# Requirement
Give the data below again, word for word.

(Data items)

↓↓↓

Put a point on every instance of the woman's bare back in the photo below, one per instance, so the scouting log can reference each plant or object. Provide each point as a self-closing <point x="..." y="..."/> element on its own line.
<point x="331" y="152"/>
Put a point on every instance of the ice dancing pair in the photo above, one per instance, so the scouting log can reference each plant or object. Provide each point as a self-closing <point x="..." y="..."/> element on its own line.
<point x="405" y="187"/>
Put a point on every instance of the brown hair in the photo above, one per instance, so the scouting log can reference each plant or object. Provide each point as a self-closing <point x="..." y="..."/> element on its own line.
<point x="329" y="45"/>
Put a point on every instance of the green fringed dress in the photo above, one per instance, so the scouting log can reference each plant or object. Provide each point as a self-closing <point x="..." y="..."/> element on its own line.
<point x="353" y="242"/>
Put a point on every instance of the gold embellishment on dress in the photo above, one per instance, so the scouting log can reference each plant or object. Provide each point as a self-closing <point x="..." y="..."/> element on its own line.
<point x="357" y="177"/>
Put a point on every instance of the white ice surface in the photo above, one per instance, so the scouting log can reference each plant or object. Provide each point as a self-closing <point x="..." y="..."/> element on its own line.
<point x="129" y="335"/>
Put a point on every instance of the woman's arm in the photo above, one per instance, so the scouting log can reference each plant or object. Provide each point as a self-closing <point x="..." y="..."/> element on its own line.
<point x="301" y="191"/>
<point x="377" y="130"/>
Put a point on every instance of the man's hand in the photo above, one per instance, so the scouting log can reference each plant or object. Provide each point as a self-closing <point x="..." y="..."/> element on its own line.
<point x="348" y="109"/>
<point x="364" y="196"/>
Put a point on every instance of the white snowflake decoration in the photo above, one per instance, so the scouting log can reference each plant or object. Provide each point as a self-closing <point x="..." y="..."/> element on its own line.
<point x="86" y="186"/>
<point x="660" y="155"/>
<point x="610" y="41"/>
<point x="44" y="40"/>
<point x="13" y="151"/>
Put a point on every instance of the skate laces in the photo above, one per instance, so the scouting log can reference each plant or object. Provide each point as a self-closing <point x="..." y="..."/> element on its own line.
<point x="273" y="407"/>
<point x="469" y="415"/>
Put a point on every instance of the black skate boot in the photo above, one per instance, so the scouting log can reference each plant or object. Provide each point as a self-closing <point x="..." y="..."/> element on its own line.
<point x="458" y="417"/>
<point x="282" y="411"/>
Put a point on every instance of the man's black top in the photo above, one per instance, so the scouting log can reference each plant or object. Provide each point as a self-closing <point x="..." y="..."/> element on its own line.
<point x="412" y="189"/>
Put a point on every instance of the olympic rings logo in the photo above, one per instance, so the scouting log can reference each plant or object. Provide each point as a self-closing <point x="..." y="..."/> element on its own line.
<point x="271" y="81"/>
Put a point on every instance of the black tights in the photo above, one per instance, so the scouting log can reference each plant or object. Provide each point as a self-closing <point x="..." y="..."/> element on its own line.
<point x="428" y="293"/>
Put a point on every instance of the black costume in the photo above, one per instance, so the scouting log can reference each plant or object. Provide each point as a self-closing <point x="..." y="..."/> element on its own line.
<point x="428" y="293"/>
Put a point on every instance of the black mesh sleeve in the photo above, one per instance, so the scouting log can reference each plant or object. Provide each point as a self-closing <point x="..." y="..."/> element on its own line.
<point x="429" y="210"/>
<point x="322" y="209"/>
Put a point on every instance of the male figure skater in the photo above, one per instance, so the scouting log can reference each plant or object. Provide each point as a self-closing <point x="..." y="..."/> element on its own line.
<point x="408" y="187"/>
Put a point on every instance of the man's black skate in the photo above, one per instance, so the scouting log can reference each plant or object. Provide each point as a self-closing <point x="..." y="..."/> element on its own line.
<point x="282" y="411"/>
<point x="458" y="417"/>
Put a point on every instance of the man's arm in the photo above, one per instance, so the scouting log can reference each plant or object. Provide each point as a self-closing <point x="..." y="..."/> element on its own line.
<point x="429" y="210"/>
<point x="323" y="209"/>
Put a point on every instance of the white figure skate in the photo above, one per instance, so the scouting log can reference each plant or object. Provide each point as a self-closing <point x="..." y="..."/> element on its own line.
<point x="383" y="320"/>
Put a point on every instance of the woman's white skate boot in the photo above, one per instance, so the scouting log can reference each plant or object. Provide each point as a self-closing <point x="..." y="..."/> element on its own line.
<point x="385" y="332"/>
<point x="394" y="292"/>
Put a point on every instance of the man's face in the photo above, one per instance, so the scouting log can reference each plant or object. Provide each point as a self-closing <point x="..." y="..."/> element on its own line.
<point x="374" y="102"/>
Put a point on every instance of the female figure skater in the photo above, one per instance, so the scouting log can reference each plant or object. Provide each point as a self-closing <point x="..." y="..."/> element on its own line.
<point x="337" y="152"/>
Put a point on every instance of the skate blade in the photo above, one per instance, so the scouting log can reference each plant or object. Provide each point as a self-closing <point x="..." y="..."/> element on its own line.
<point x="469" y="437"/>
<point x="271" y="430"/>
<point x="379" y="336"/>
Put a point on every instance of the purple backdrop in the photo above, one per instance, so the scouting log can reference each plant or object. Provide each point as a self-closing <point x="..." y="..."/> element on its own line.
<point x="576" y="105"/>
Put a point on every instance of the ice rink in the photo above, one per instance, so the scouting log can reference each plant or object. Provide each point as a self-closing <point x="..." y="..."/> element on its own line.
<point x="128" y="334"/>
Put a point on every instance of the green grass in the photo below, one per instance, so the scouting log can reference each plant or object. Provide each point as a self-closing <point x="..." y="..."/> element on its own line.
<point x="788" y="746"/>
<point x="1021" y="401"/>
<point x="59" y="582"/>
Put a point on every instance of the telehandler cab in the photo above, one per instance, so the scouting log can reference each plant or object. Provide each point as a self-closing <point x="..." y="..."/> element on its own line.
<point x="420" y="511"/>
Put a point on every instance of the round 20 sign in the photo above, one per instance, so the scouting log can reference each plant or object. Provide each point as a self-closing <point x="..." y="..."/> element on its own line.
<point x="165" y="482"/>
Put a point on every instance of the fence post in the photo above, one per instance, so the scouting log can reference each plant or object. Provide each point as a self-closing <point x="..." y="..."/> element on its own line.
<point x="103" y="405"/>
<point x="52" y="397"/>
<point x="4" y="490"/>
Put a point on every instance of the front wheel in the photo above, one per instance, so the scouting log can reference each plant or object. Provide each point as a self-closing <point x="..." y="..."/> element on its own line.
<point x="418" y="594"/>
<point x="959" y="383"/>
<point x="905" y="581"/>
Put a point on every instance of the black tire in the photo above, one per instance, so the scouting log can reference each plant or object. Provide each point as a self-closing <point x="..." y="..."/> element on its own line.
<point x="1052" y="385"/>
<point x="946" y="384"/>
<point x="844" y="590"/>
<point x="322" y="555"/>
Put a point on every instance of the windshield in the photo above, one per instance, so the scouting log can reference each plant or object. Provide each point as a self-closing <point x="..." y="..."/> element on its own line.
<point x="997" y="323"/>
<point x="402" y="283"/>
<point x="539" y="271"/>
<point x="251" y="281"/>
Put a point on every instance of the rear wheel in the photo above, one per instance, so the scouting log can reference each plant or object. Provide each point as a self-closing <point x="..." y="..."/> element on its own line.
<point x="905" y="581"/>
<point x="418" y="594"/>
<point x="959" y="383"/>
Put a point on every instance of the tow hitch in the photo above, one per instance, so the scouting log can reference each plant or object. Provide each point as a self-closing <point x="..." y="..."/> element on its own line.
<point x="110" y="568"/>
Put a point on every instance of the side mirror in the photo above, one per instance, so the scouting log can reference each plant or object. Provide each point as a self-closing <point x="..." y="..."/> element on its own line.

↑↑↑

# Result of this exercise
Put a point on every instance of the woman's bare back in the photo below, one per instance, so the scouting log can reference each plant or object. Provide each point as a self-closing <point x="..." y="..."/> element on its own line.
<point x="331" y="152"/>
Put a point on every instance of the ice dancing pair in the photo above, one per instance, so the scouting log can reference each plant or object. Provide each point as a self-closing <point x="..." y="..."/> element on its own line.
<point x="405" y="187"/>
Put a point on every instance of the brown hair in the photo above, one per instance, so the scouting log can reference each plant or object. Provide each point as a self-closing <point x="..." y="..."/> element on its own line.
<point x="329" y="45"/>
Put a point on every instance of the green fringed dress in the photo above, one per instance, so the scouting log can reference each plant or object. Provide each point as a self-closing <point x="..." y="..."/> element on its own line.
<point x="353" y="242"/>
Put a point on every instance of the gold embellishment on dress in the photo above, one per instance, so the scouting log can reference each plant or object. Provide each point as a self-closing <point x="..." y="..."/> element on its own line.
<point x="357" y="177"/>
Put a point on every instance of the white ice surface in the photo above, one per instance, so the scouting log can reference each plant or object. Provide each point as a self-closing <point x="..." y="..."/> element on its own line.
<point x="129" y="335"/>
Put a point on every instance of the woman's arm in the photo above, one per instance, so the scouting log can reference each plant or object. Provide each point as a self-closing <point x="..." y="..."/> element on its own line.
<point x="301" y="191"/>
<point x="377" y="130"/>
Put a point on every instance of the man's hand in the photo above, one per instance, so the scouting log can reference each plant or object. Provide each point as a self-closing <point x="..." y="..."/> element on its own line.
<point x="348" y="109"/>
<point x="364" y="196"/>
Put a point on every instance of the white snowflake decoration in the photo above, one per instance, so the scouting log can reference each plant or object. Provide each point as a self-closing <point x="..." y="..."/> element on its own line.
<point x="86" y="186"/>
<point x="660" y="155"/>
<point x="610" y="41"/>
<point x="44" y="40"/>
<point x="13" y="151"/>
Put a point on every instance of the skate laces in the photo above, one per instance, so the scouting log can reference each plant or object. Provide each point as a self-closing <point x="..." y="..."/> element on its own line.
<point x="273" y="407"/>
<point x="469" y="415"/>
Put a point on every instance of the black skate boot in the photo above, one per instance, so the scouting log can reference each plant or object. Provide each point as a self-closing <point x="..." y="..."/> element on its own line.
<point x="458" y="417"/>
<point x="282" y="411"/>
Put a point on every instance of the man's black top in the photo above, one per instance, so the scouting log can reference each plant or object. Provide each point as a self-closing <point x="..." y="..."/> element on its own line.
<point x="412" y="189"/>
Put a point on every instance of the olympic rings logo in the photo above, one per instance, so the scouting log can reference each plant or object. Provide each point as a self-closing <point x="..." y="..."/> element on its own line.
<point x="271" y="81"/>
Put a point on every instance of the black tights in the photo above, one per instance, so the scouting log can reference each plant or object. Provide each point as a self-closing <point x="..." y="..."/> element on its own line.
<point x="428" y="293"/>
Put a point on every instance of the black costume in the photo above, one per instance, so the scouting log can reference each plant or object. Provide each point as a self-closing <point x="..." y="..."/> element on its own line.
<point x="428" y="293"/>
Put a point on every instance of the black mesh sleeve in the photo above, one per instance, so the scouting log can reference each plant or object. Provide each point as a self-closing <point x="..." y="..."/> element on its own line.
<point x="429" y="210"/>
<point x="322" y="209"/>
Put a point on every instance of the male figure skater in the photo above, one per instance, so the scouting log can reference each plant or object. Provide each point as a self-closing <point x="..." y="..."/> element on its own line.
<point x="408" y="187"/>
Put a point on every instance of the man's black skate in the photo above, one per instance, so the scouting log can reference each plant or object. Provide each point as a self-closing <point x="..." y="..."/> element on its own line.
<point x="282" y="411"/>
<point x="458" y="417"/>
Put a point on every instance of the man's arm in the photo above, one per instance, so the scouting log can reference each plant or object. Provide each point as a self-closing <point x="..." y="..."/> element on its own line.
<point x="429" y="210"/>
<point x="323" y="209"/>
Put a point on every instance of the white figure skate in the photo above, one per instance, so the scouting log can reference each plant or object. Provide each point as a self-closing <point x="..." y="..."/> element on its own line.
<point x="383" y="320"/>
Put a point on every instance of the woman's white skate boot in the photo above, one per instance, so the scouting log can reference each plant or object. Provide each point as a self-closing <point x="..." y="..."/> element on its own line.
<point x="385" y="332"/>
<point x="394" y="292"/>
Put a point on every instance of the man's face in the photo above, one per instance, so the scouting log can reference each plant or object. Provide each point as a self-closing <point x="..." y="..."/> element on its own line.
<point x="374" y="102"/>
Put a point on every instance of the female figure skater in the photo above, one per instance, so the scouting log can reference each plant or object. Provide each point as a self-closing <point x="..." y="..."/> element on its own line.
<point x="337" y="152"/>
Put a point on every instance of the skate blade in the photo above, one per instance, so the scouting log can reference each plant or object. Provide each point as a self-closing <point x="..." y="..."/> element on its own line.
<point x="469" y="437"/>
<point x="271" y="430"/>
<point x="379" y="336"/>
Put a point on every instance of the purple backdrop in the photo above, one per instance, so the scouting log can reference each plant or object. Provide each point as a self-closing <point x="..." y="..."/> element on its own line.
<point x="576" y="105"/>
Put a point on every instance of the ice rink in the photo above, one per instance, so the scouting log can reference each plant or object. Provide each point as a self-closing <point x="..." y="..."/> element on its own line.
<point x="128" y="334"/>
Put a point on every instance of the green grass in the photo below, one per instance, so the scouting log can reference each plant or object. Provide each point as a self-closing <point x="..." y="..."/> element on its own line.
<point x="788" y="746"/>
<point x="1021" y="401"/>
<point x="59" y="582"/>
Put a point on every instance of the telehandler cab in the photo above, one per instance, so the scouting log can reference each plant or object. Provide each point as a self-closing <point x="..." y="..."/> element on its own line.
<point x="420" y="511"/>
Put a point on every instance of the round 20 sign in the photo above, one per instance, so the scouting log can reference each plant or object. Provide each point as a self-closing <point x="..." y="..."/> element on its own line.
<point x="165" y="482"/>
Put a point on every instance of the fence post in the photo above, one per instance, so the scouting log can reference each plant or object. Provide each point as a self-closing <point x="..." y="..."/> element on its own line.
<point x="103" y="405"/>
<point x="52" y="397"/>
<point x="4" y="490"/>
Put a point on every instance of the front wheel in the photo above, one per instance, so the scouting log can reference each plant or object. Provide each point as a self-closing <point x="..." y="..."/> element on its own line.
<point x="418" y="594"/>
<point x="959" y="383"/>
<point x="905" y="581"/>
Put a point on every instance of the black tire in the photo above, one per instance, so the scouting log can reference each plant or object. Provide each point as a self-closing <point x="..." y="..."/> element on its own line.
<point x="1052" y="385"/>
<point x="946" y="384"/>
<point x="844" y="590"/>
<point x="322" y="555"/>
Put a point on every instance of the windshield in the photo above, one per instance, so the scouting log can reference each plant or object. Provide each point as a self-closing <point x="..." y="..."/> element on its own line.
<point x="997" y="323"/>
<point x="402" y="283"/>
<point x="539" y="271"/>
<point x="251" y="281"/>
Put a point on every instance of the rear wheel in the photo above, one per instance, so the scouting log can reference each plant or object. Provide each point as a self-closing <point x="..." y="..."/> element on its own line.
<point x="905" y="581"/>
<point x="418" y="594"/>
<point x="959" y="383"/>
Put a point on every instance of the tow hitch in the photo above, one per instance, so the scouting log can reference each plant or object. Provide each point as a self-closing <point x="..." y="..."/> element on its own line.
<point x="110" y="568"/>
Put a point on every instance of the side mirror in the photo above, one per instance, so the scouting log can reference each plant or object. Provide each point as a self-closing <point x="..." y="..."/> element on its own line.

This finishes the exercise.